- The task
Rewrite the records starting with the line containing "of the patio" and going on through the line containing "pixel 801 301", replacing "drops a point" with "places a marker" and leaving everything else unchanged. Give only those lines.

- Provided data

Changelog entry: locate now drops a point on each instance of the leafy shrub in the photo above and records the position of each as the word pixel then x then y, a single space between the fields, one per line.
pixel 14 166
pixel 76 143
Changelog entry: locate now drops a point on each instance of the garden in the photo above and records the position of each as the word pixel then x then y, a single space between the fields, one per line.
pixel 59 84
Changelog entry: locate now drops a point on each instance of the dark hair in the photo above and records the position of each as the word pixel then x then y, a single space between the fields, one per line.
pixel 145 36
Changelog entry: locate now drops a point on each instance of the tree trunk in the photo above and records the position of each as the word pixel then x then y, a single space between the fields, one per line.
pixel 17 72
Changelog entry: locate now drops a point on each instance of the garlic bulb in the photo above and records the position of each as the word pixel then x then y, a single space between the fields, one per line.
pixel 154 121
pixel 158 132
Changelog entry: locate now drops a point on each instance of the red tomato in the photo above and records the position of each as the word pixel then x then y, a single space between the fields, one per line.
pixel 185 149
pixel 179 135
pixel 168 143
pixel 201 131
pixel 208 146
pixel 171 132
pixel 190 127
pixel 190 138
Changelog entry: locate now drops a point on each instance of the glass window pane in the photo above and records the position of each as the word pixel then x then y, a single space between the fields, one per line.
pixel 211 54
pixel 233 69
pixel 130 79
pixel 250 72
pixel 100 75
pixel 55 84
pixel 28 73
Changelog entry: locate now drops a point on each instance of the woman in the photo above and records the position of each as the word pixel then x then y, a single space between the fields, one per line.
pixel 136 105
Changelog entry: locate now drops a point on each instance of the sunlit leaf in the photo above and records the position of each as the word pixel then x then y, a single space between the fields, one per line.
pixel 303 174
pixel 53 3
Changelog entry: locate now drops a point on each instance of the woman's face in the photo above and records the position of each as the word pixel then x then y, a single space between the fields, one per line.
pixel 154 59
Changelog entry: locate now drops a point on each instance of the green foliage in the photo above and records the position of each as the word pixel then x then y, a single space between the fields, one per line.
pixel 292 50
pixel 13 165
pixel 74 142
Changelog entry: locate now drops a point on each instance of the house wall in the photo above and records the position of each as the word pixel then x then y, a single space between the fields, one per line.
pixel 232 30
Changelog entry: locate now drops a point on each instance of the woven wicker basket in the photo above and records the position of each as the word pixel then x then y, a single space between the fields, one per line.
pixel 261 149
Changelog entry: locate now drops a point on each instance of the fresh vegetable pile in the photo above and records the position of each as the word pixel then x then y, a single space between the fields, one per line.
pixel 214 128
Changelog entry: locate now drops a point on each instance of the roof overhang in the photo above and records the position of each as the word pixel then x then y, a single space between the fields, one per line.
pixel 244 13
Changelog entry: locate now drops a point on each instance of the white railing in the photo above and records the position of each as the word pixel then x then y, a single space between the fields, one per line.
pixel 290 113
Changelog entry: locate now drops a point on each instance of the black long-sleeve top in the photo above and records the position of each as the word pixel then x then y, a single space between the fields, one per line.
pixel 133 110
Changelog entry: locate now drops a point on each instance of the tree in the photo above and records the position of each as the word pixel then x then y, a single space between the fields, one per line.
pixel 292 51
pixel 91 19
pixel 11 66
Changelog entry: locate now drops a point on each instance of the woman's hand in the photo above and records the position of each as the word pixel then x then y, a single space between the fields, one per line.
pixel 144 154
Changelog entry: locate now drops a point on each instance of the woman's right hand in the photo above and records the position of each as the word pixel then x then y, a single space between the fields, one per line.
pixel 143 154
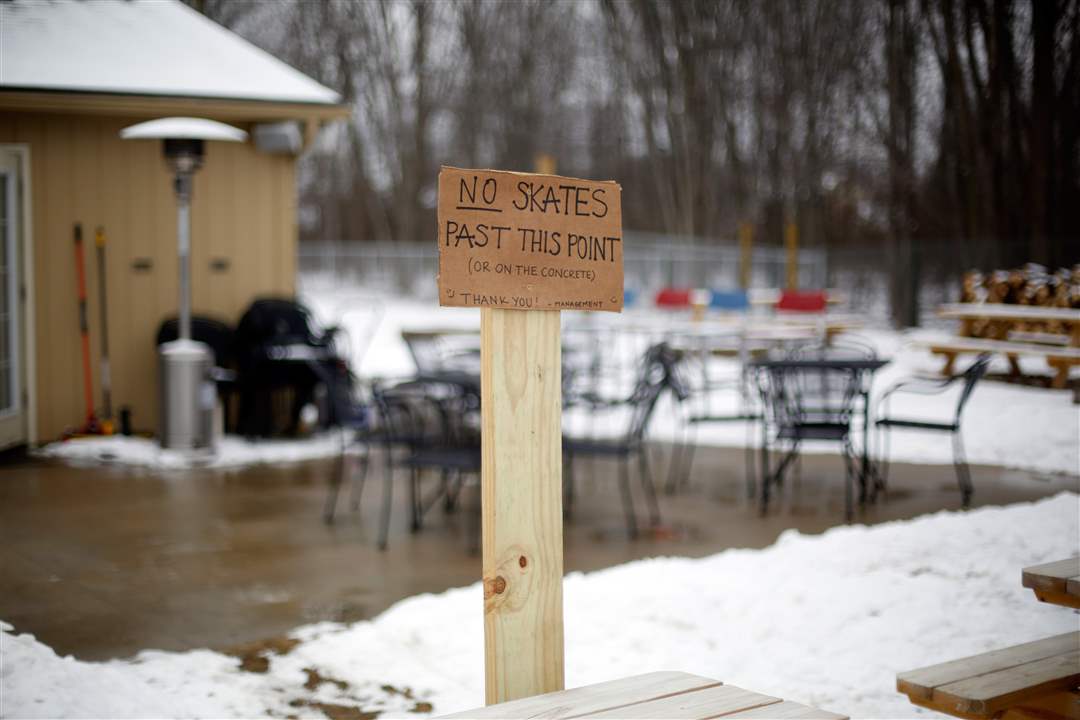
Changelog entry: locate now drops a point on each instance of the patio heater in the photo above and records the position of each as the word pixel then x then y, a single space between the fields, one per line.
pixel 188 395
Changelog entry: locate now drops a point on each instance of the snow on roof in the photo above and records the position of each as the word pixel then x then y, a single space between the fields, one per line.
pixel 140 48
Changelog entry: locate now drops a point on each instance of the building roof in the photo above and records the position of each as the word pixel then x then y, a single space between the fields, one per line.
pixel 146 48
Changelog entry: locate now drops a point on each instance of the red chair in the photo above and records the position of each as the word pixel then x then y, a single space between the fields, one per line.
pixel 673 298
pixel 801 301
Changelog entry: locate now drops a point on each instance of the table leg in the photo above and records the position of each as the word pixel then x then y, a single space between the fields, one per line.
pixel 864 471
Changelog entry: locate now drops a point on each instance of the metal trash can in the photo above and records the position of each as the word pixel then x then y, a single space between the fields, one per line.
pixel 188 396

- Solution to the problem
Changelog entry: locate now places a marker on each instance of the patio heater in the photo above and records the position of each as the word pixel then x then y, a single space between the fields, one per line.
pixel 188 395
Changelog entry: locate now places a marker on each instance of the snow on roof in the photo above and records the position of each as the word pixel then x then y, a single space between the fields, one per line.
pixel 140 48
Changelog entry: locate now places a marker on each instance of the building roof in the photo above and records the position of each as the word pixel then x then y, a single space between the fields, one per line.
pixel 146 48
Changelog entry: locate now places a marker on each instance of the red chair in the photo above and records the position of each as the word pixel then x then y, a single space between the fields, one per line.
pixel 673 298
pixel 801 301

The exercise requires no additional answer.